◆ Text passage ◆
Start of Block

Two weeks later, on July 12, we went to a drive-in theater for a story I was writing. And about three weeks after that, on August 5, we watched the last movie we would ever see together at home: Hitchcock’s Psycho, which sounds like a ghoulish choice, but of course neither of us knew the end was near or felt compelled to pick something more sentimental. Besides, though my mother hated gore, she loved Hitchcock and was in no way a prude. Maybe the last really splendid new movie we saw was the previous November, Steven Spielberg’s The Fabelmans—there again, a mother and a son and the movies. She whispered to me, “Steven is back”—because maybe she hadn’t cared for, or paid attention to, his recent movies, but she loved this one.
How I wish I could sit down with my mother and do anything—talk, crack a joke, tell her about something I am writing, ask her how I can possibly face the rest of my life without her. But I also want to sit down with her and watch Rear Window, Seven Brides for Seven Brothers, The Man Who Knew Too Much, and The Awful Truth. I want to watch Tinker Tailor Soldier Spy with her on Thanksgiving night—that had become a tradition. I want to watch The Shop Around the Corner or Christmas in Connecticut or The Holly and the Ivy with her on Christmas Eve before we tune into Midnight Mass from the Vatican. (She loved the ex-actor pope, John Paul II.) I want to watch a Clint Eastwood movie and hear her say that not only is Clint a good director but a great composer. I want to hear her imitate Jimmy Stewart. I want her to tell me that she thinks Julie Christie in Richard Lester’s Petulia would be a good girlfriend for me—not the troubled character in that wonderful movie, but a girl who looked and talked like that. I want to watch Woody and Goldie in Everyone Says I Love You, and for his line about the lump to mean nothing—nothing at all.
In the last few years, my mother and I watched my favorite film by Éric Rohmer, A Tale of Winter. The story centers on Félicie, a young woman who has a dalliance with a young man named Charles but, momentarily misremembering her own address, later loses track of him. They lose contact—a tragedy for Félicie, who, in the course of her brief romance with Charles, has gotten pregnant by him. She becomes the mother to his child, but she does not know where on earth he might be. Insisting that someday, somehow she will find him and form a family with him, she declines the entreaties of other suitors. At one point, she finds herself in an empty church with her little girl in tow—Charles’s daughter—and, though she had been tempted to embark on a long-term living arrangement with one of her suitors, decides, at just that moment, to walk away from it. In the eyes of Rohmer, who was a serious Catholic, Félicie’s expectation of Charles’s return is like our faith in God’s existence: we must believe in him (or Him) even when tangible evidence is scant. And, at the end of the movie, whether by fate, Providence, or prayer, Charles turns up—delivered, at last, to Félicie and their little girl.
Do I dare believe in the sort of miracle shown in A Tale of Winter? The movies have given me many things in my life: entertainment, aesthetic pleasure, a grand subject to write about and think about. But now—as I remember each movie I saw with my mother—they are giving me someone I lost and someone I hope, with all my heart and whatever faith I have, to find again.

End of Block

◆ Data block ◆
Start of Block

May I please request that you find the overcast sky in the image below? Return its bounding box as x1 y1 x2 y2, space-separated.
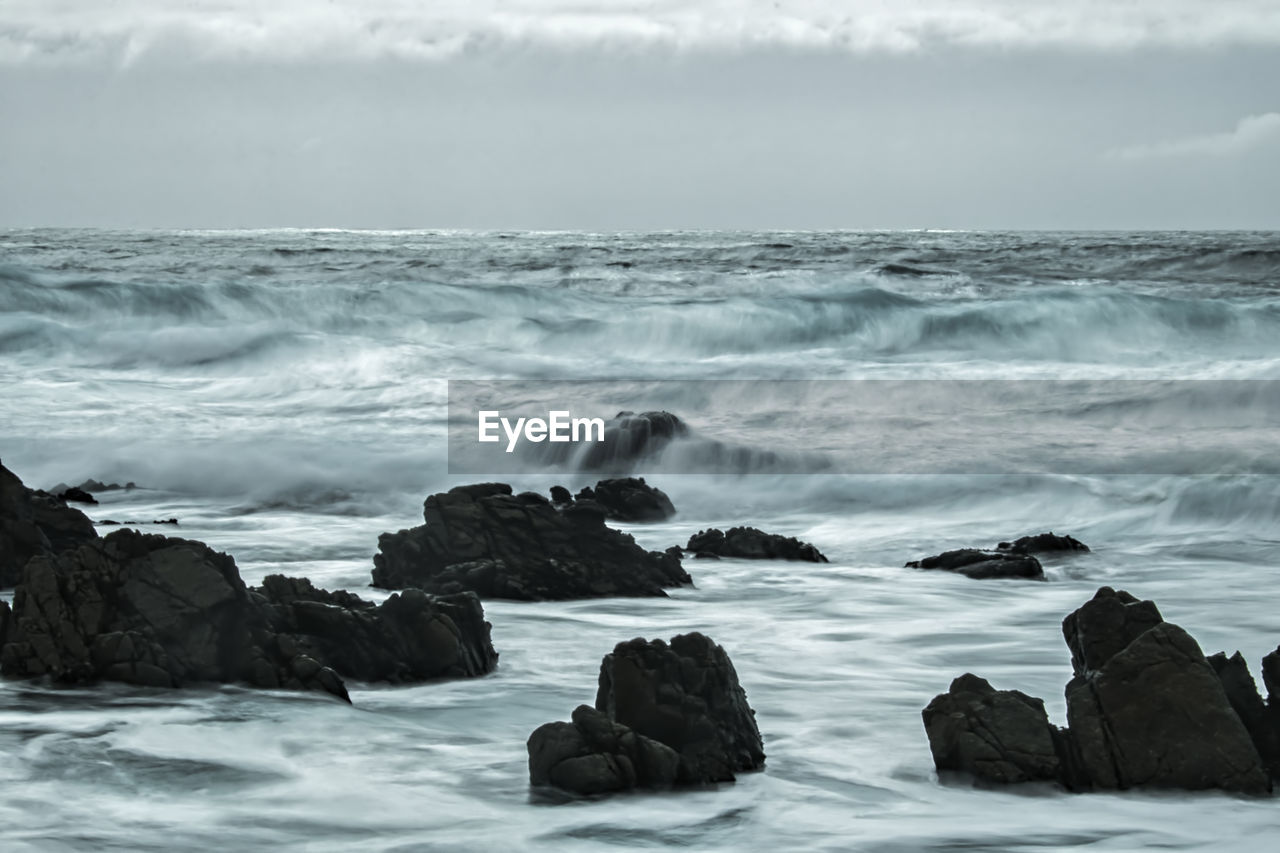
0 0 1280 229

End of Block

◆ Required action ◆
In the passage about watching movies with a mother, what was the last movie the two of them watched together at home? The data has nothing to do with what follows.

◆ Completed exercise ◆
Hitchcock's Psycho, on August 5.